**What the task requires**
Write out word for word the lines from the one holding "Exercise. Find the overcast sky" through the one holding "(1010, 455)", both included.

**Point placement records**
****************
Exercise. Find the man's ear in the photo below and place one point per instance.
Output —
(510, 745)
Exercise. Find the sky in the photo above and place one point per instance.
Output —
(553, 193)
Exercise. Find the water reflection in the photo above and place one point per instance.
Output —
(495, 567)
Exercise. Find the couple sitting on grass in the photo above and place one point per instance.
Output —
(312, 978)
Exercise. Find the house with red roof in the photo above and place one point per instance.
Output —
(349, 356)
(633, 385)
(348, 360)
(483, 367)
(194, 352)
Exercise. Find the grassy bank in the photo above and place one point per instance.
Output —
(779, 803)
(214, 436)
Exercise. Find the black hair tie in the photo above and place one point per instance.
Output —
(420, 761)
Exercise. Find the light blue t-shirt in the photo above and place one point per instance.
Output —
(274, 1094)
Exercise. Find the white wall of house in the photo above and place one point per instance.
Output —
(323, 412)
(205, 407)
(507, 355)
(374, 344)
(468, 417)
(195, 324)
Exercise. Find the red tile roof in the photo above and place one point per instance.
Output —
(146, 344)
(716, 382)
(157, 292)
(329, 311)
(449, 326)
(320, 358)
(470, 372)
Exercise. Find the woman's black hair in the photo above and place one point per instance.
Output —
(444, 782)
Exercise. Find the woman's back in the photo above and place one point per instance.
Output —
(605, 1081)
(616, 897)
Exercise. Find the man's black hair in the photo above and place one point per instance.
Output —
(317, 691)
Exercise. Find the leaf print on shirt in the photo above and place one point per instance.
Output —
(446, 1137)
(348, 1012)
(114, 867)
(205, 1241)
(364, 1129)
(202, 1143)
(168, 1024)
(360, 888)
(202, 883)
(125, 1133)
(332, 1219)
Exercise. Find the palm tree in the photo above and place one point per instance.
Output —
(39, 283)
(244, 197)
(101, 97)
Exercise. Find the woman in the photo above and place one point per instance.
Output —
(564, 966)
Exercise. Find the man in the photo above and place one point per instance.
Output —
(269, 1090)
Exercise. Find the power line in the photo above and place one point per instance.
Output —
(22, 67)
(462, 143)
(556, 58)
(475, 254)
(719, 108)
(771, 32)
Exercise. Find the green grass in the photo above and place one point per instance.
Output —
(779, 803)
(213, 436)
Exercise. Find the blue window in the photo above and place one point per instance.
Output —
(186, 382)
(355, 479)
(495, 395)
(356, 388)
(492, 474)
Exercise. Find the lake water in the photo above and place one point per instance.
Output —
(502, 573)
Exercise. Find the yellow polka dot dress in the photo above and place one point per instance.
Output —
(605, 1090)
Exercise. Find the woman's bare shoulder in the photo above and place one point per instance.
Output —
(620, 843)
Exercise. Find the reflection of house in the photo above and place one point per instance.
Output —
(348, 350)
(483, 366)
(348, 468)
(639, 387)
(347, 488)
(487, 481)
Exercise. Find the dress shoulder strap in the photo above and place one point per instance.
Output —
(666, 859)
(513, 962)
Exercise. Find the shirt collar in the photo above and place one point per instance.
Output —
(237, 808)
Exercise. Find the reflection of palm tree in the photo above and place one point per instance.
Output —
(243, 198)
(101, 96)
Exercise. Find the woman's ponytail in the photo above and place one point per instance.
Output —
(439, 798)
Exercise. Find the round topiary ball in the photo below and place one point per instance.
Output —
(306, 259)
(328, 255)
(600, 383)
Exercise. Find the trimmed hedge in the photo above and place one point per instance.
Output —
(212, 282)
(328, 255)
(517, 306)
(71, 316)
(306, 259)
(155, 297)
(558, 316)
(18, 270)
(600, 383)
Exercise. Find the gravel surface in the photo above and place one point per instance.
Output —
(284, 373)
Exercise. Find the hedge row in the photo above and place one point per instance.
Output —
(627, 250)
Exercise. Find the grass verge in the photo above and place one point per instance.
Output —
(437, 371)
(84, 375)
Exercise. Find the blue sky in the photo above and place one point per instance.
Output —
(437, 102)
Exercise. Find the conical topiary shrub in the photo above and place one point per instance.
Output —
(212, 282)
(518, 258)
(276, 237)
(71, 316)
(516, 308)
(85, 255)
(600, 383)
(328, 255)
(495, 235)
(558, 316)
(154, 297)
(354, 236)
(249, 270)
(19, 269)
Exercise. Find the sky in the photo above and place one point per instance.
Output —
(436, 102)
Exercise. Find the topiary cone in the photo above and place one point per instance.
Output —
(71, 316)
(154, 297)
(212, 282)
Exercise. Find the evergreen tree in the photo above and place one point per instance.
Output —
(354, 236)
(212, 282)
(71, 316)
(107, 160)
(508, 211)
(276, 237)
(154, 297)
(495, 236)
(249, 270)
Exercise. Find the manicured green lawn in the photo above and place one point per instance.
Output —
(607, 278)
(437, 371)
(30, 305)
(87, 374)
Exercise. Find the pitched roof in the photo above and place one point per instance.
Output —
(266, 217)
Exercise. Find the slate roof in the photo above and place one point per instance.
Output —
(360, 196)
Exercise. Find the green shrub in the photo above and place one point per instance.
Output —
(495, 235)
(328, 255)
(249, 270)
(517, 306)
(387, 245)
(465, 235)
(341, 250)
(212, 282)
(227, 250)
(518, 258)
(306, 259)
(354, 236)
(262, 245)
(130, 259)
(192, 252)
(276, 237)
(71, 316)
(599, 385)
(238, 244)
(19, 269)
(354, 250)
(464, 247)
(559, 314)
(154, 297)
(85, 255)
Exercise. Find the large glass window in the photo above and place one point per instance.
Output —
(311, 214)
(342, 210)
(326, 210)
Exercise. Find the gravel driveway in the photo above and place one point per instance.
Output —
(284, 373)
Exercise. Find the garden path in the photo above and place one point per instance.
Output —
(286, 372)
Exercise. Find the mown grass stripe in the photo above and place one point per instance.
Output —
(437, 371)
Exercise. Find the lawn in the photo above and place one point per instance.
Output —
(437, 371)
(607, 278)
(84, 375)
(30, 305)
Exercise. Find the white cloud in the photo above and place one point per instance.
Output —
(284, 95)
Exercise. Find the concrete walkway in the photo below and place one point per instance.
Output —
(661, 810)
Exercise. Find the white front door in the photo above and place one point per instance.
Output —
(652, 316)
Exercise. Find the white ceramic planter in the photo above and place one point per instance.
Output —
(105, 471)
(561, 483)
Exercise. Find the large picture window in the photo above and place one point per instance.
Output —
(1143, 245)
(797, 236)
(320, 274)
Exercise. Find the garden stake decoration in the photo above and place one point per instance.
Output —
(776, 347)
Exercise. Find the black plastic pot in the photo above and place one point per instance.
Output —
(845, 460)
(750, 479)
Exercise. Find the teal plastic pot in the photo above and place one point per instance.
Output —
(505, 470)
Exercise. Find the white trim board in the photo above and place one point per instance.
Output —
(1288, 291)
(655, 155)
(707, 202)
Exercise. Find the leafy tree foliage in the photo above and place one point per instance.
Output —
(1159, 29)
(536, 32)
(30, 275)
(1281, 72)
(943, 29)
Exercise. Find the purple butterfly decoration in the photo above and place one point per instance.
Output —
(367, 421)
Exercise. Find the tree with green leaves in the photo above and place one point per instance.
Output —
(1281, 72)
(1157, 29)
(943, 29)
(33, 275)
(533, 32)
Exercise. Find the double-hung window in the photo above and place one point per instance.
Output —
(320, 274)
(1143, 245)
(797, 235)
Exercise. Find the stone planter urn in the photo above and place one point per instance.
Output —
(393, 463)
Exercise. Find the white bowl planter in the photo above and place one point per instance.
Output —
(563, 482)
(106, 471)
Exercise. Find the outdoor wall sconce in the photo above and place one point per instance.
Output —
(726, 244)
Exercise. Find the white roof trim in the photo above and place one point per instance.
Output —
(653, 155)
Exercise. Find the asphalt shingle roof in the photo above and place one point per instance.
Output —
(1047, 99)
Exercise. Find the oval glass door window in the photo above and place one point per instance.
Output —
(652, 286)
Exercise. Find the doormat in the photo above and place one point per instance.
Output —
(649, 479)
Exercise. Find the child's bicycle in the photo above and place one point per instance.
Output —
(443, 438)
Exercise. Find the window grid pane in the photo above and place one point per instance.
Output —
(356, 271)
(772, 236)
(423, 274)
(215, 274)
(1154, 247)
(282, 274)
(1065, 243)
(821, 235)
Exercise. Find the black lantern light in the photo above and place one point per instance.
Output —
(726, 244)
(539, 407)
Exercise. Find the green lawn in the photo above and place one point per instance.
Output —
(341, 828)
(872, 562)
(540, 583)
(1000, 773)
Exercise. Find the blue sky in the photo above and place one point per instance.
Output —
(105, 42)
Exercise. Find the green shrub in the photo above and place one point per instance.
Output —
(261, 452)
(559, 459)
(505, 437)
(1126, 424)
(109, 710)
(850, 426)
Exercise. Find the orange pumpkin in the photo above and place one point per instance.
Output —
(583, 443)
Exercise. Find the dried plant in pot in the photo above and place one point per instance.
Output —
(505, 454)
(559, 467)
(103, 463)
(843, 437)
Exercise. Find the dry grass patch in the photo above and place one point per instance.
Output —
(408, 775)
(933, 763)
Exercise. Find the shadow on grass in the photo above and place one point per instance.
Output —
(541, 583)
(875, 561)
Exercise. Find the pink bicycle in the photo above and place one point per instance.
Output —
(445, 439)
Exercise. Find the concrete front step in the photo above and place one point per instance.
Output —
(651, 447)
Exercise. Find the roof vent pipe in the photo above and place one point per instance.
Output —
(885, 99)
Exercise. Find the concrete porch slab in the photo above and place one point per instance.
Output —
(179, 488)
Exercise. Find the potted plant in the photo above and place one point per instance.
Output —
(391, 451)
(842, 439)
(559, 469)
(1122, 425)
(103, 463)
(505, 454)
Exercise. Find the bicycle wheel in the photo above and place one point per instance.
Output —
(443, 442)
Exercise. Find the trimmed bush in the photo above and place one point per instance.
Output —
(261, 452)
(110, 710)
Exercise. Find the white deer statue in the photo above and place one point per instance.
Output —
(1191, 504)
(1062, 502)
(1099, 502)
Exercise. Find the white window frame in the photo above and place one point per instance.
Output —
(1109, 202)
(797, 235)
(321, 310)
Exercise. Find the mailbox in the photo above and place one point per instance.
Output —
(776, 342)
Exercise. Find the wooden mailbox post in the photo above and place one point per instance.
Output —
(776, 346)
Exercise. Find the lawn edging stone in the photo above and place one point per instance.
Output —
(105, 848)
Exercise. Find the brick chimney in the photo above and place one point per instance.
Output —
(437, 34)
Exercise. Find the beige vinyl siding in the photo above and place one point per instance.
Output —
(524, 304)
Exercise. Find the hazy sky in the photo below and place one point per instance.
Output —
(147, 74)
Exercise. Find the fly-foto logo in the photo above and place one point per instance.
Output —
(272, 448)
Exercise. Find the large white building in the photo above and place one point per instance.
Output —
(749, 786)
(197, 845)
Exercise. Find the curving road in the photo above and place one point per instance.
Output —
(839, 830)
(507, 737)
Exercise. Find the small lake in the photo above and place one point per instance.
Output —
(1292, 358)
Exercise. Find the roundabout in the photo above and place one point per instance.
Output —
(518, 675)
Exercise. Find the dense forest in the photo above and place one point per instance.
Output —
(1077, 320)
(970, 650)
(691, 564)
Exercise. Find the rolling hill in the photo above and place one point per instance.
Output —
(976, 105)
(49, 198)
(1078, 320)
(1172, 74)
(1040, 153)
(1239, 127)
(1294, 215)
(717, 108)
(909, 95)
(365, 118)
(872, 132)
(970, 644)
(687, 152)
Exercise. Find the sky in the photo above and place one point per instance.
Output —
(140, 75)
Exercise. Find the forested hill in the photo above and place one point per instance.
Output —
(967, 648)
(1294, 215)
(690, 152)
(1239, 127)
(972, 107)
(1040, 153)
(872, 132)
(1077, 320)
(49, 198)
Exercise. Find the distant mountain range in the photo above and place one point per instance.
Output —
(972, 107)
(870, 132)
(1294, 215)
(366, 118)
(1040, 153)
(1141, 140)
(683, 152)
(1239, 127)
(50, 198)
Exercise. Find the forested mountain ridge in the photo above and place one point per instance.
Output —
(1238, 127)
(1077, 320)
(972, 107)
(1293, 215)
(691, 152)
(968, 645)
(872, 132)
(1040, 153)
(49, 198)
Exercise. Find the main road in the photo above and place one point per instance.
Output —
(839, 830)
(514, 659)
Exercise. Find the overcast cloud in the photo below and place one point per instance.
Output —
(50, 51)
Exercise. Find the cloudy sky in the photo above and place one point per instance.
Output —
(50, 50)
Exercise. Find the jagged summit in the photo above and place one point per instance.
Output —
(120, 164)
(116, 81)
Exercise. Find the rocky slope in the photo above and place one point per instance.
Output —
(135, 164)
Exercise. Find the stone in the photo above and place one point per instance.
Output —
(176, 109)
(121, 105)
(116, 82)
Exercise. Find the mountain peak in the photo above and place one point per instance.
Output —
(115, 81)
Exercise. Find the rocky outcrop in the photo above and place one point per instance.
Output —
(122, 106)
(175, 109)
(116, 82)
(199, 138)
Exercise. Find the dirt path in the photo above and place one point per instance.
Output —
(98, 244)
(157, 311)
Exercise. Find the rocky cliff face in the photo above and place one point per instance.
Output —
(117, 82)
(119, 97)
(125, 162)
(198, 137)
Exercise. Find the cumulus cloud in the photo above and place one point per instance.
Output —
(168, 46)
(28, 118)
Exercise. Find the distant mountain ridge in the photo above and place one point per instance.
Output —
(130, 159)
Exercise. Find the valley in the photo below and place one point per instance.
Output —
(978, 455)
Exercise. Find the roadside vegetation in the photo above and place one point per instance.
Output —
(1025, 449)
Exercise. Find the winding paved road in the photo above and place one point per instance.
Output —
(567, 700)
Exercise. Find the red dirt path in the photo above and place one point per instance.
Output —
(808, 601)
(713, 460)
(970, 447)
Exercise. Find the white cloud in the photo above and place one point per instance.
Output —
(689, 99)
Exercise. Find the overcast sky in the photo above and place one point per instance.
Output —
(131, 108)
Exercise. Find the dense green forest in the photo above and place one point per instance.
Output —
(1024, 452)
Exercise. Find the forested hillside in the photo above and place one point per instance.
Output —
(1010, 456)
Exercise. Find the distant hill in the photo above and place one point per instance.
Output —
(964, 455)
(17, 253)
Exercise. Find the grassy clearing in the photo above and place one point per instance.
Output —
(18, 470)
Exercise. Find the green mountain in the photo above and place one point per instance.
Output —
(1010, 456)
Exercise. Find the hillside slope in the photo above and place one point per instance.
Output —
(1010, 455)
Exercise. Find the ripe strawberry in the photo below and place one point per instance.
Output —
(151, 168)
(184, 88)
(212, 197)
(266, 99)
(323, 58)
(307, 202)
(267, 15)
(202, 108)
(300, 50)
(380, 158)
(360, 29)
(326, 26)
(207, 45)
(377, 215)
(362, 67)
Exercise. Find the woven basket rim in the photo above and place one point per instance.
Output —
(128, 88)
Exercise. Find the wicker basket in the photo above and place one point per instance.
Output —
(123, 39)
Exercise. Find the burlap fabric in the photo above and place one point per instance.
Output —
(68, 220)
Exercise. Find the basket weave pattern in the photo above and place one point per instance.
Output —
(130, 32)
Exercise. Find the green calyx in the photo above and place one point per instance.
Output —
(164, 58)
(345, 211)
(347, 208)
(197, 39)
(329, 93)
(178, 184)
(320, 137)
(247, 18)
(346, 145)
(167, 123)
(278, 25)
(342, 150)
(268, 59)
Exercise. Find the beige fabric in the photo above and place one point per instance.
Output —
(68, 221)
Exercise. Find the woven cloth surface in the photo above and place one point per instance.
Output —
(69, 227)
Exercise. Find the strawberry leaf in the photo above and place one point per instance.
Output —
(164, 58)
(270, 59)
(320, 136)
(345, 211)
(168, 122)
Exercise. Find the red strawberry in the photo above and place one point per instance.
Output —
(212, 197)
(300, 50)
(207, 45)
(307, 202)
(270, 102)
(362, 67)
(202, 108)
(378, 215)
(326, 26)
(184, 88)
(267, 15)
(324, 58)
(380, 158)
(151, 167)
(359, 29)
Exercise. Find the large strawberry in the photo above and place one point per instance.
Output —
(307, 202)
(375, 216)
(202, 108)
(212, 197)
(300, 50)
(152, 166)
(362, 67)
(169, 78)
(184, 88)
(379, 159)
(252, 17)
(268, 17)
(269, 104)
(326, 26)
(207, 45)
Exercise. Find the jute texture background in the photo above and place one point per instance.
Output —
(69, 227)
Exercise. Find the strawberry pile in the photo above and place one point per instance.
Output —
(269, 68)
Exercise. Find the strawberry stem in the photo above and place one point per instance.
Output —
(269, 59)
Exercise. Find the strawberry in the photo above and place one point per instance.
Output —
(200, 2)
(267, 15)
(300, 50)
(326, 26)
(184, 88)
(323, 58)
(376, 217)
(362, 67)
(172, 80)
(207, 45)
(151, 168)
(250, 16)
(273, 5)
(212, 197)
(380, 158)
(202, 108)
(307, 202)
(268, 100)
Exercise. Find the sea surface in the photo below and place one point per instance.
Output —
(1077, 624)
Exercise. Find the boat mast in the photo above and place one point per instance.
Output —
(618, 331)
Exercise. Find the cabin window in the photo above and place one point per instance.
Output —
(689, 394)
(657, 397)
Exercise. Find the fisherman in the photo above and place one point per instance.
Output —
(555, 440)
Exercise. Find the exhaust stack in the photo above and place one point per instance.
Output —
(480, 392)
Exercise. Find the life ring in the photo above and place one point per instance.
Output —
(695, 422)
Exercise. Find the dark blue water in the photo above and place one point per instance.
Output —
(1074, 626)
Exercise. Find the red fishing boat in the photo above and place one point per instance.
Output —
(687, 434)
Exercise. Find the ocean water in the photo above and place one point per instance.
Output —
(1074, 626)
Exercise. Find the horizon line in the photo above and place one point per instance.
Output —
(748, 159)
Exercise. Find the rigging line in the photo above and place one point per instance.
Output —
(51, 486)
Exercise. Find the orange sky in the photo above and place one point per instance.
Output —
****************
**Output for this exercise**
Exercise. Find the overcast sky in the photo above and place one point per instance.
Output —
(131, 108)
Exercise. Find the dense green forest in the photo above and place one point per instance.
Output —
(1024, 452)
Exercise. Find the forested hillside in the photo above and place one point per instance.
Output —
(1010, 456)
Exercise. Find the distant hill in the photo above and place one point per instance.
Output —
(964, 455)
(17, 253)
Exercise. Find the grassy clearing in the photo above and place one point per instance.
Output —
(18, 470)
Exercise. Find the green mountain in the photo above and place one point per instance.
Output —
(1010, 456)
Exercise. Find the hillside slope in the photo above and place one point per instance.
Output —
(1010, 455)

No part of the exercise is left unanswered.